#### [Excerpted passage]
▶

The most important set of decisions any corporation can make are those involving selection--of the products and services the enterprise will provide, of the customers for whom it will provide them and of the channels through which it will market them. Since most firms have only limited resources to deploy
(in people, time and dollars), selection decisions can make or break a company. In the best of all possible worlds, the company will target those customers who allow it to earn the return it needs to grow and prosper. The best fit occurs when the targeted buyers' needs and the way in which they want to buy align consistently with the product and service delivery your firm proposes.
When making selections, you should keep in mind one more variable: the return on each customer. As marketers, it is our fiduciary responsibility to invest in customers in direct proportion to the estimated return they will afford our company. Under that assumption, targeted customer segmentation to promote selectivity within your existing customer file becomes the most valuable application for your CRM and marketing database efforts.
Segmentation is an art form--but it's the company's most powerful tool with which to create a loyalty-focused enterprise. In fact, segmentation is more than 80 percent artistry, with the balance made up of "scientific" analytics. Traditionally, segmentation studies have been long, drawn-out affairs. The assumption was that exhaustive analysis of the targeted groups yielded the most value. Too often, however, that approach missed the mark entirely. Segments--that is, clusters of customers with similar sets of needs and buying behavior--tend to change over time, a phenomenon known as "segment migration." The methodology outlined below presents a proven approach that can deliver actionable segmentation, which can track such segment migration in near-real time.

◀

#### [Source material]
▶

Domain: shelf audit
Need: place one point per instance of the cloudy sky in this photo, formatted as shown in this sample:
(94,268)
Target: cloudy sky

◀

#### [What you will do]
1. Please list the three things the passage on customer segmentation says a corporation must select among.
2. According to the passage on customer segmentation, how much of segmentation is artistry?

#### [Final results]
1.
- The products and services the enterprise will provide
- The customers for whom it will provide them
- The channels through which it will market them

2. More than 80 percent.